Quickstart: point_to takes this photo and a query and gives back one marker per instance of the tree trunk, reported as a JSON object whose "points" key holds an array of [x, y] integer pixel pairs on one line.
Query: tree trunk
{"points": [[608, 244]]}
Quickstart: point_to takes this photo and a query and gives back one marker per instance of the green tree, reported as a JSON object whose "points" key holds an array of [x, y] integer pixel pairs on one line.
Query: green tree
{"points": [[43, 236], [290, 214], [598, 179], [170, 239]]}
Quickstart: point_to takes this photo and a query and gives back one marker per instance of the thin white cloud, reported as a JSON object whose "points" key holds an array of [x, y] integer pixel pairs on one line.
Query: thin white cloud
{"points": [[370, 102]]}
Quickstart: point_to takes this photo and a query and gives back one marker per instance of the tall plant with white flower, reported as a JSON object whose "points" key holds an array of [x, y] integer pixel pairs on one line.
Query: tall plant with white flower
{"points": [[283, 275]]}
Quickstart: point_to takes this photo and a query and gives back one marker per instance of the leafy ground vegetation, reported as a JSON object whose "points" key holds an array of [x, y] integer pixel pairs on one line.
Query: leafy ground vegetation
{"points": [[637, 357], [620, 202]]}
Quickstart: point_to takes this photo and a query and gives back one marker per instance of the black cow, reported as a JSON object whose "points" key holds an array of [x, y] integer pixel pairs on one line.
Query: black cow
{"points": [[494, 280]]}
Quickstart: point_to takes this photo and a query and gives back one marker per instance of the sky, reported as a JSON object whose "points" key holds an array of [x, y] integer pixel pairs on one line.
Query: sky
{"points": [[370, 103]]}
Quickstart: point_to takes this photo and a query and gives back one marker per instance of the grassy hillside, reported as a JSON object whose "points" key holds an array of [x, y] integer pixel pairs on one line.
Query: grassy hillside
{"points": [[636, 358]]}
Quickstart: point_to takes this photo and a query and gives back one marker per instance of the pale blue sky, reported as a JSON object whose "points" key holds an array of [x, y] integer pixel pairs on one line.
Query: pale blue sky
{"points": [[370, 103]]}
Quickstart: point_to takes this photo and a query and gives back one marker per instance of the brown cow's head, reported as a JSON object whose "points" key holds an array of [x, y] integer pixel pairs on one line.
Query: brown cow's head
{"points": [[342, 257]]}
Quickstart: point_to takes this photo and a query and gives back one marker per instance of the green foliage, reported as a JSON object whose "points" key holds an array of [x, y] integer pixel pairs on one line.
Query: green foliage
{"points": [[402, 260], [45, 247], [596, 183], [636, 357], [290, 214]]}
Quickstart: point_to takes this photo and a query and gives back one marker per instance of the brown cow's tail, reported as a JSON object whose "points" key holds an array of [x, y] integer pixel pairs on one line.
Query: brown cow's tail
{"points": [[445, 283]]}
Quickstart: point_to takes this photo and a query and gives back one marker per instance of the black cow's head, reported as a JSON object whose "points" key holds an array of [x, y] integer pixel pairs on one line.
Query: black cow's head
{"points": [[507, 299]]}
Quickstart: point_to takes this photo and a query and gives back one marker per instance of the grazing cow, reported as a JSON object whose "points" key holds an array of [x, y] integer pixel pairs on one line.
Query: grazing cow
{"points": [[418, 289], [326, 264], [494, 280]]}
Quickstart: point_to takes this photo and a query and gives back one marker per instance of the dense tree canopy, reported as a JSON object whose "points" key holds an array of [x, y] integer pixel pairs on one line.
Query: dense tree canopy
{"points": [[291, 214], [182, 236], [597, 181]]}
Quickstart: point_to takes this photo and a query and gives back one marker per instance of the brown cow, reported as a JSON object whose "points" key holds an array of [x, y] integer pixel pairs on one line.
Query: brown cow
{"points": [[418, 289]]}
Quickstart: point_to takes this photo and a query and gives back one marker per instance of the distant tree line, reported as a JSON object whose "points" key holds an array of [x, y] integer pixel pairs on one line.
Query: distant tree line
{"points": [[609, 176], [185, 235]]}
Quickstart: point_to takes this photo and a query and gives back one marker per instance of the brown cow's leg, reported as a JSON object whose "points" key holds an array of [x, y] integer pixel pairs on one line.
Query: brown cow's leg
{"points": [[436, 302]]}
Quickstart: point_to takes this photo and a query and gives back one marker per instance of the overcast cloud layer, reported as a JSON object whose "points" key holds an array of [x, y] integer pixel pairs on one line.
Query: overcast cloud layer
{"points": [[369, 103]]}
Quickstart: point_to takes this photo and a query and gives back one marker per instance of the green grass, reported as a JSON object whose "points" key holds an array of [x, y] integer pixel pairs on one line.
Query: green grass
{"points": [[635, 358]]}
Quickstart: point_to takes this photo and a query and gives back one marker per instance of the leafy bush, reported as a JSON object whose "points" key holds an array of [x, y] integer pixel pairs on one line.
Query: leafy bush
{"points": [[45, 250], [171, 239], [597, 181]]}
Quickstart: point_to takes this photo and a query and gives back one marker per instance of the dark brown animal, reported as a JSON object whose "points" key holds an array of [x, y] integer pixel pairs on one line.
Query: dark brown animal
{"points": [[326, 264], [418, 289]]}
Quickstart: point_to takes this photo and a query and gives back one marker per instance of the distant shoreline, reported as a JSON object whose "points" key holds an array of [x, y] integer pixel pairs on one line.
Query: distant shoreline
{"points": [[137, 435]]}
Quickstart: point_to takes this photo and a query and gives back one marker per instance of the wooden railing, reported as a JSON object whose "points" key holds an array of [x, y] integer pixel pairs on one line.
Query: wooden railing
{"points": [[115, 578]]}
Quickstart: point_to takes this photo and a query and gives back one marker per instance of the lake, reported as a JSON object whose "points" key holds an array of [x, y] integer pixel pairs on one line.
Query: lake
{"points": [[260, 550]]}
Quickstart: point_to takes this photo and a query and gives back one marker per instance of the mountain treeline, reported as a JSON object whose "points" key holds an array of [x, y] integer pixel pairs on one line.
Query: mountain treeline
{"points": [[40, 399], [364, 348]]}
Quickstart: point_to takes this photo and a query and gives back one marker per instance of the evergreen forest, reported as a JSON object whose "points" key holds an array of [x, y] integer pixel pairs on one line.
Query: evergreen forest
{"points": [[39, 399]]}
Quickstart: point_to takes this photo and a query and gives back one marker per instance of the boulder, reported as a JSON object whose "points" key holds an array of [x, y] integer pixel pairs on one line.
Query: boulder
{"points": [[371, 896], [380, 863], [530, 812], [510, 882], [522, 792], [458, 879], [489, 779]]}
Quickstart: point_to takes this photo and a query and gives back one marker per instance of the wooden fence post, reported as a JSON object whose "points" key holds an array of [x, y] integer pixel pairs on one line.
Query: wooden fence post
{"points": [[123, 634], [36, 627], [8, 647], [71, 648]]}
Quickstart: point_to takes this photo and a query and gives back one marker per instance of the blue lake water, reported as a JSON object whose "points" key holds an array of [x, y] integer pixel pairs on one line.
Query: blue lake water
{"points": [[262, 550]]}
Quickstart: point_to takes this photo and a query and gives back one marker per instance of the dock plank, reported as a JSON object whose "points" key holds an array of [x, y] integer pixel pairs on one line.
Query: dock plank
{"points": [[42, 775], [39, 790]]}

===============

## WHAT IS EXPECTED
Reproduce exactly the lines from the one containing "of the blue" through the last line of the records above, including both, and nothing else.

## PROBLEM SOLUTION
Quickstart: point_to takes this photo and a query and gives back one marker per instance of the blue lake water, reported as a JSON object whose "points" key holds an array of [x, y] integer pixel pairs on one line.
Query: blue lake water
{"points": [[262, 550]]}
Quickstart: point_to takes this photo and a query and gives back one marker per instance of the dock plank, reported as a JSON object whose "points" key holds an array of [x, y] integer pixel pairs on one line.
Query: dock plank
{"points": [[42, 775], [39, 790]]}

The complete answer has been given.